(Coordinate labeling data)
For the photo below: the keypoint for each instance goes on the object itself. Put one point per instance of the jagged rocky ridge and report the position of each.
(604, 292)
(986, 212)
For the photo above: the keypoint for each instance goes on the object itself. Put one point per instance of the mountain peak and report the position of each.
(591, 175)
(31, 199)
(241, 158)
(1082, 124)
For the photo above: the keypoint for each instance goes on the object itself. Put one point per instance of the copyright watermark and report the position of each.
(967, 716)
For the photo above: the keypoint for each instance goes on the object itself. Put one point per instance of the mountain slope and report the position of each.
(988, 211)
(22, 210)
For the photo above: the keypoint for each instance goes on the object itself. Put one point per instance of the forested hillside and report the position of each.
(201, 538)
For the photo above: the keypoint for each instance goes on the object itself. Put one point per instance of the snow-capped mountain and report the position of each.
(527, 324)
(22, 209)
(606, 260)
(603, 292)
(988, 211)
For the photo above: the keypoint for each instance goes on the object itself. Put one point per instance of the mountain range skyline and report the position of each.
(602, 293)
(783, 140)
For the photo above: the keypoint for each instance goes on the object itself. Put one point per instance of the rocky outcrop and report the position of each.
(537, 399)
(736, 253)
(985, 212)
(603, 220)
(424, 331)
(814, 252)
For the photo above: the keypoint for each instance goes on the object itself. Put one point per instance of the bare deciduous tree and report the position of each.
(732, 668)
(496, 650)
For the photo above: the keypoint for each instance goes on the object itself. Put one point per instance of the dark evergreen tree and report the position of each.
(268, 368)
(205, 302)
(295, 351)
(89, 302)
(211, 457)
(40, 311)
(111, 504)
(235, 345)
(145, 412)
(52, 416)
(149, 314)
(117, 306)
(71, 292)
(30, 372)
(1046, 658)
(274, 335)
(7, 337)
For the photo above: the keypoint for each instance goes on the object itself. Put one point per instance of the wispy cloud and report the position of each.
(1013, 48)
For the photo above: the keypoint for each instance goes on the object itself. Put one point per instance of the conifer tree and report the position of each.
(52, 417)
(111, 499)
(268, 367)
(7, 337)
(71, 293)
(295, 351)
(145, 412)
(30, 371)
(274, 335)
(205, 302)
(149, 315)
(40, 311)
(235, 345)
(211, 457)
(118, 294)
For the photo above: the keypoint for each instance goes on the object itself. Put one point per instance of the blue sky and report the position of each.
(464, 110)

■ Task instructions ■
Revise the items from the line containing "deciduous tree and report the position of each." down to the end, changing "keypoint" to "marker" and leaving everything else unchanged. Return only those lines.

■ Result of this exercise ■
For the photo above: the marker for each instance goes on the object itself. Put one point per instance of the bare deciduous tree and report the position of each.
(732, 668)
(496, 650)
For the photo above: the marker for each instance goes on the object itself. Put one point per instance of the dark evergreen tree and report the position of each.
(268, 368)
(205, 302)
(295, 351)
(89, 302)
(211, 457)
(40, 311)
(111, 504)
(235, 345)
(145, 412)
(52, 416)
(149, 314)
(117, 306)
(71, 292)
(30, 372)
(1046, 658)
(274, 335)
(7, 337)
For the photo above: the marker for each instance goes on the object itself. Put one point per instance of the wispy cloud and report the position of each.
(1013, 48)
For the photo above: the marker for each instance goes on the object itself. Put one point per instance of the conifer tree and report the position of each.
(52, 417)
(111, 499)
(268, 367)
(7, 337)
(71, 293)
(295, 351)
(145, 412)
(30, 371)
(274, 335)
(205, 302)
(149, 315)
(40, 311)
(235, 345)
(211, 457)
(118, 294)
For the photo above: the marker for each instance goes on the object itself. Put one point per instance of the blue sky and report the position of each.
(464, 110)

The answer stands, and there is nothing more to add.